## Excerpted passage
+---+

Reputation: 33
I am using the xgboost PySpark API
. This API is experimental but it supports most of the features of the xgboost API.
As per the documentation below, eval_set
parameter is not supported and instead, validationIndicatorCol
parameter should be used.
https://xgboost.readthedocs.io/en/latest/python/python_api.html#module-xgboost.spark
https://databricks.github.io/spark-deep-learning/#module-sparkdl.xgboost
xgb = XgboostClassifier(featuresCol = "features",
labelCol="label",
num_workers = 40,
random_state = 1,
missing = None,
objective = 'binary:logistic',
validationIndicatorCol = 'isVal',
eval_metric = 'aucpr' ,
n_estimators = best_n_estimators,
max_depth = best_max_depth,
learning_rate = best_learning_rate
)
pipeline = Pipeline(stages=[vectorAssembler,xgb])
pipelineModel = pipeline.fit(sampled_df)
It seems to be running without any errors which is great.
How do you print and look at the evaluation results? Traditional xgboost has evals_result()
method which pipelineModel.stages[-1].evals_result()
doesn't seem to work in the PySpark API. This method should normally work since the PySpark API
documentation doesn't say otherwise. Any idea on how to make it work?
Upvotes: 0
Views: 878
Reputation: 1
Assuming you need to see the parameters at the best iteration, this worked for me:
xgb_model = model.stages[-1]
xgb_model.get_booster().attributes() #this returns all the parameters at the best iteration
Upvotes: 0

+---+

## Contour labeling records
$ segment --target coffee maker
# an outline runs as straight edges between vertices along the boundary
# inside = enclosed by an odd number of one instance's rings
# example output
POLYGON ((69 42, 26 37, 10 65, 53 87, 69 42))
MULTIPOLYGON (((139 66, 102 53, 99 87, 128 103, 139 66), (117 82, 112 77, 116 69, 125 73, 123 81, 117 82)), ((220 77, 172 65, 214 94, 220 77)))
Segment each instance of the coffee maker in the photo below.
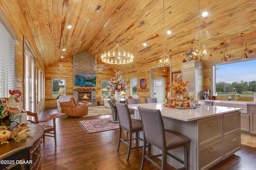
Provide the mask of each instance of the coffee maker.
POLYGON ((209 90, 203 90, 204 92, 204 100, 209 100, 209 90))

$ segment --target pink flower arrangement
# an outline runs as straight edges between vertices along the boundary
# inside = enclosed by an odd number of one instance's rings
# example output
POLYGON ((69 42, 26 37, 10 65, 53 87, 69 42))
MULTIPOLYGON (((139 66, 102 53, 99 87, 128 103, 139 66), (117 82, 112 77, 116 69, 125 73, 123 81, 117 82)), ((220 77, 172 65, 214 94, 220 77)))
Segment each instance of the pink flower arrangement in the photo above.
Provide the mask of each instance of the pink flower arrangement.
POLYGON ((115 76, 111 78, 110 88, 111 92, 117 90, 118 92, 122 91, 124 92, 126 90, 126 81, 124 78, 122 73, 120 71, 115 70, 115 76))

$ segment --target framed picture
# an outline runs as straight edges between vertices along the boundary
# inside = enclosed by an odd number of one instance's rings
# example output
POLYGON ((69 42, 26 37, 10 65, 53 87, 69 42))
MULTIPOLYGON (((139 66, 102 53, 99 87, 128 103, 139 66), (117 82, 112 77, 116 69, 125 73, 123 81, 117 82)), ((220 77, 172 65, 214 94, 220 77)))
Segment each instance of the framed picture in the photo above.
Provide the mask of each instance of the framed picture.
POLYGON ((147 85, 147 82, 144 78, 142 78, 140 82, 140 86, 142 89, 145 88, 147 85))
POLYGON ((76 86, 96 86, 96 75, 76 74, 76 86))
POLYGON ((178 78, 178 79, 181 78, 181 72, 173 73, 172 74, 172 77, 173 79, 178 78))

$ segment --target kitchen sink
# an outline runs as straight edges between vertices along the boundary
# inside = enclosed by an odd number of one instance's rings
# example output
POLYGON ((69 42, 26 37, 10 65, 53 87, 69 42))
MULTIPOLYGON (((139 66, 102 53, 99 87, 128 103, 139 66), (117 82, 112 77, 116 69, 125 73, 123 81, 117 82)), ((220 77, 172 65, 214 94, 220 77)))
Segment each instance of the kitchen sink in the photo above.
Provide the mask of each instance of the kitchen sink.
POLYGON ((247 113, 247 102, 216 100, 214 102, 214 106, 242 108, 243 109, 241 111, 241 113, 247 113))

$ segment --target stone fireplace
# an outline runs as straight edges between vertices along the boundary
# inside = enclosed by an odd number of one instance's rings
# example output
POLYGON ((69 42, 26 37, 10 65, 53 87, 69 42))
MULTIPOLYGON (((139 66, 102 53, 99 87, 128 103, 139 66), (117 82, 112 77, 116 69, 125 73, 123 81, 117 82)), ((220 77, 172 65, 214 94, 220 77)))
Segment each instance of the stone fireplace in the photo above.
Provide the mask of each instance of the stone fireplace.
MULTIPOLYGON (((76 74, 96 75, 96 72, 92 67, 93 64, 95 64, 95 58, 86 51, 83 51, 74 55, 73 56, 72 60, 72 84, 74 88, 76 86, 76 74)), ((95 88, 96 88, 96 87, 95 88)), ((73 90, 73 96, 75 97, 78 102, 86 100, 92 103, 93 106, 98 105, 96 90, 92 90, 90 92, 88 91, 80 91, 78 92, 77 90, 73 90)))
POLYGON ((91 92, 78 92, 78 100, 91 100, 91 92))

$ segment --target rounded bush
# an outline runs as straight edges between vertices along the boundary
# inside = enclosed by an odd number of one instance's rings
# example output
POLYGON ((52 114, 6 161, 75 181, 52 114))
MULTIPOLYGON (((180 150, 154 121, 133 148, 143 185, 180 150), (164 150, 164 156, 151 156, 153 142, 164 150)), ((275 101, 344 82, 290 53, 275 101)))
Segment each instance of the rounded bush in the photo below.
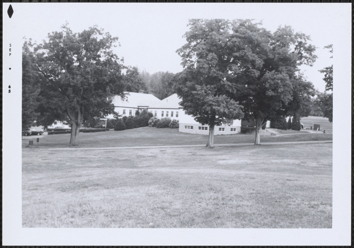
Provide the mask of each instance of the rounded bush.
POLYGON ((112 129, 114 127, 114 126, 112 124, 112 122, 109 120, 107 120, 107 123, 106 123, 106 128, 112 129))
POLYGON ((125 123, 124 124, 125 124, 125 126, 127 127, 127 129, 135 128, 136 126, 135 122, 134 121, 133 118, 129 118, 127 119, 127 120, 125 121, 125 123))
POLYGON ((270 127, 282 130, 286 130, 286 119, 285 117, 278 116, 270 120, 270 127))
POLYGON ((173 119, 171 121, 171 123, 169 125, 169 127, 170 128, 178 128, 179 127, 179 121, 176 119, 173 119))
POLYGON ((121 131, 125 130, 127 129, 124 123, 123 122, 123 120, 119 119, 117 121, 117 123, 114 125, 115 131, 121 131))
POLYGON ((156 124, 159 122, 160 120, 156 116, 153 116, 149 120, 148 124, 149 127, 156 127, 156 124))
POLYGON ((171 119, 169 118, 163 118, 156 124, 156 127, 158 128, 164 128, 168 127, 171 123, 171 119))

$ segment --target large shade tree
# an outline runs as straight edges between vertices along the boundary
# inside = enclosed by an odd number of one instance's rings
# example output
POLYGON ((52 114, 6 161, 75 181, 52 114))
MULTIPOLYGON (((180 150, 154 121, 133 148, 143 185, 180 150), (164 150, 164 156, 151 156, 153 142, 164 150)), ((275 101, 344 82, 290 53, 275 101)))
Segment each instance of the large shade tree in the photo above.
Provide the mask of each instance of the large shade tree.
MULTIPOLYGON (((333 46, 332 44, 326 46, 324 48, 329 49, 331 53, 333 53, 333 46)), ((333 57, 331 56, 331 58, 333 57)), ((333 91, 333 65, 327 67, 322 70, 320 70, 320 72, 324 74, 325 77, 323 80, 326 82, 325 91, 333 91)), ((317 95, 318 101, 320 103, 323 115, 325 117, 328 118, 330 122, 333 121, 333 93, 327 93, 319 94, 317 95)))
POLYGON ((113 113, 113 97, 124 97, 122 61, 112 51, 118 39, 96 26, 73 33, 67 24, 36 49, 39 120, 47 126, 68 118, 70 145, 78 144, 84 116, 113 113))
POLYGON ((258 144, 268 120, 307 111, 313 86, 299 67, 312 66, 315 47, 308 43, 309 36, 289 26, 272 33, 249 20, 231 25, 228 68, 236 90, 234 99, 244 106, 245 118, 254 121, 255 144, 258 144))
POLYGON ((37 97, 39 93, 39 75, 36 54, 33 50, 35 44, 30 39, 25 41, 22 51, 22 130, 29 130, 34 126, 38 116, 36 109, 38 106, 37 97))
POLYGON ((207 146, 214 147, 214 128, 243 116, 241 106, 228 96, 234 93, 225 59, 229 36, 228 22, 223 20, 192 20, 184 36, 187 43, 177 51, 184 69, 176 76, 180 104, 194 119, 208 125, 207 146))

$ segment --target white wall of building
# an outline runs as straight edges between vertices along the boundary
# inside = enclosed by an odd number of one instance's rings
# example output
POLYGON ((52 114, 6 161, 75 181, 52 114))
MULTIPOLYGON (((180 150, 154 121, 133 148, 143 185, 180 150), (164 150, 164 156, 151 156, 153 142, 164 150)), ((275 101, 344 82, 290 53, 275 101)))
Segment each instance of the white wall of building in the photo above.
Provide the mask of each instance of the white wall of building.
POLYGON ((181 119, 181 114, 182 110, 179 109, 157 109, 148 108, 149 112, 152 113, 154 116, 156 116, 159 119, 168 117, 171 120, 176 119, 181 119), (163 115, 163 116, 162 116, 163 115))

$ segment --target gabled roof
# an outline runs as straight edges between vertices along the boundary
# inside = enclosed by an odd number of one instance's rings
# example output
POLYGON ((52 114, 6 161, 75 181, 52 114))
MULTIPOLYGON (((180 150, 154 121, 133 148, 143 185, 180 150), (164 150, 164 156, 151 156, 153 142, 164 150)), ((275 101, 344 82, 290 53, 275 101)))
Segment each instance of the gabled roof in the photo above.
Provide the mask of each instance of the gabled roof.
POLYGON ((182 99, 179 98, 177 94, 171 95, 158 102, 149 106, 149 109, 178 109, 182 108, 179 103, 182 99))
POLYGON ((125 100, 122 100, 120 97, 116 96, 112 103, 115 107, 137 108, 148 107, 150 105, 160 101, 160 99, 151 94, 137 93, 135 92, 125 92, 125 100))

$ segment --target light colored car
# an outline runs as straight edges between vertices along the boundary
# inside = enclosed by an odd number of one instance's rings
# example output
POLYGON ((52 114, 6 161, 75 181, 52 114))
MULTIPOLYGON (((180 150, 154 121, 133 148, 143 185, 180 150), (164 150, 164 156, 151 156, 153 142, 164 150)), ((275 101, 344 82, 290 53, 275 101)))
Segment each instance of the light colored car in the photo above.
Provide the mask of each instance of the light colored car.
POLYGON ((43 134, 43 131, 37 130, 35 128, 31 128, 31 135, 42 135, 43 134))

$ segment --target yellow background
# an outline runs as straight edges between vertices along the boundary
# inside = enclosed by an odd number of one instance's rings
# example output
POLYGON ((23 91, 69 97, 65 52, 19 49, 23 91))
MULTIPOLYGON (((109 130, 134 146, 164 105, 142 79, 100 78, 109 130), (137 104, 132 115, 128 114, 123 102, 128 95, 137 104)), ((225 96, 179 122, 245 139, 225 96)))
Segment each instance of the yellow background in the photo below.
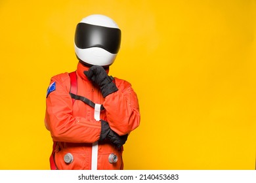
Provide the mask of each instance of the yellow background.
POLYGON ((49 169, 52 76, 75 69, 76 24, 113 18, 110 74, 132 83, 141 124, 125 169, 255 169, 256 1, 0 1, 0 169, 49 169))

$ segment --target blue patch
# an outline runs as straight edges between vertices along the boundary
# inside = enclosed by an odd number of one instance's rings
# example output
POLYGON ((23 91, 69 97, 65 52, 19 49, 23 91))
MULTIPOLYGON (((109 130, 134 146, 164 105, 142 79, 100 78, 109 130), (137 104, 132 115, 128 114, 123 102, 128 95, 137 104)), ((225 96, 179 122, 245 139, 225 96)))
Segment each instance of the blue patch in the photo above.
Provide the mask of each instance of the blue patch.
POLYGON ((56 90, 56 83, 55 82, 53 82, 50 86, 48 87, 47 89, 47 93, 46 94, 46 97, 47 98, 48 95, 50 94, 51 92, 56 90))

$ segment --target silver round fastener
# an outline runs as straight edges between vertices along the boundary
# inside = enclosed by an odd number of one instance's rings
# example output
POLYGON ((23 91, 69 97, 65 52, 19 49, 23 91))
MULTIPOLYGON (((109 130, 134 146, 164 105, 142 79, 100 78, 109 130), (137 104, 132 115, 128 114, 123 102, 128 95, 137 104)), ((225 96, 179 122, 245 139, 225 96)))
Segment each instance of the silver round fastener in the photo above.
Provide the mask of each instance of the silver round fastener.
POLYGON ((73 162, 74 160, 73 155, 71 153, 67 153, 65 154, 64 159, 65 163, 70 164, 73 162))
POLYGON ((116 163, 118 160, 118 157, 114 153, 112 153, 108 156, 108 161, 110 163, 116 163))

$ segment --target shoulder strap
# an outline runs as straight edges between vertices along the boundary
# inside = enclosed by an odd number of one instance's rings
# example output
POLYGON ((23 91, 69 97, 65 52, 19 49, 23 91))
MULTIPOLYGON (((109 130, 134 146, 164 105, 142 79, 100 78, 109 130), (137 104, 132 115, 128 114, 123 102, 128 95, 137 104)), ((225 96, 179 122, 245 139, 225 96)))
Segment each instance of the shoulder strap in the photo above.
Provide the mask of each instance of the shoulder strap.
MULTIPOLYGON (((70 78, 70 93, 74 95, 77 94, 77 78, 76 76, 75 71, 69 73, 70 78)), ((73 104, 75 102, 75 99, 72 97, 73 104)))
MULTIPOLYGON (((79 100, 87 105, 89 105, 93 108, 95 107, 95 103, 92 101, 85 98, 85 97, 77 95, 77 78, 75 71, 69 73, 70 77, 70 95, 72 98, 73 104, 75 100, 79 100)), ((104 110, 103 105, 101 105, 100 110, 104 110)))

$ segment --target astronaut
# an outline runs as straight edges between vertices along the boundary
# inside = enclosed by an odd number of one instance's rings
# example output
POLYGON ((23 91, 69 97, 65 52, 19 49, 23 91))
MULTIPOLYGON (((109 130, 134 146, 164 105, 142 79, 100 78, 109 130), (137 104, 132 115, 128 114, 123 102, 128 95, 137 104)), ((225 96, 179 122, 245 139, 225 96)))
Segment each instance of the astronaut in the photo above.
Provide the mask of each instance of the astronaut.
POLYGON ((77 24, 75 71, 54 76, 45 124, 54 142, 51 169, 123 169, 123 145, 140 124, 137 94, 128 82, 108 75, 121 31, 104 15, 77 24))

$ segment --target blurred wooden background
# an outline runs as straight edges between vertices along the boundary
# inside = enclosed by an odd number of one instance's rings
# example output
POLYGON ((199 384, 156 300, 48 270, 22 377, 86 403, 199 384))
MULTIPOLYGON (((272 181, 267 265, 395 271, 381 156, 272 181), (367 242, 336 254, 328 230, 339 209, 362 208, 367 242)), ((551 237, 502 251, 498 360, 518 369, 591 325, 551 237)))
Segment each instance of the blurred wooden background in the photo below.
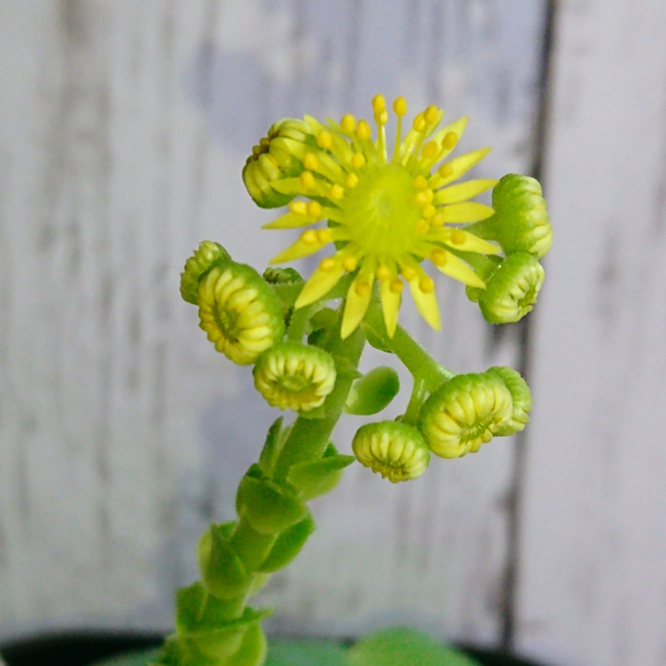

+---+

## Work to do
#1 Please change the xgboost PySpark thread, starting with "pipelineModel = pipeline.fit(sampled_df)" and going on through "make it work?", so that "PySpark API" becomes "Spark API" everywhere it occurs in that span.
#2 In the xgboost PySpark thread, which parameter should be used because eval_set is not supported?
#3 Summarize the xgboost PySpark thread in two sentences.

## Task-by-task outputs
#1
pipelineModel = pipeline.fit(sampled_df)
It seems to be running without any errors which is great.
How do you print and look at the evaluation results? Traditional xgboost has evals_result()
method which pipelineModel.stages[-1].evals_result()
doesn't seem to work in the Spark API. This method should normally work since the Spark API
documentation doesn't say otherwise. Any idea on how to make it work?

#2 validationIndicatorCol

#3 A user training an XgboostClassifier through the experimental xgboost PySpark API, using validationIndicatorCol because eval_set is not supported, finds that the pipeline runs without errors but that evals_result() does not seem to work for viewing evaluation results. A reply suggests that calling get_booster().attributes() on the last pipeline stage returns the parameters at the best iteration.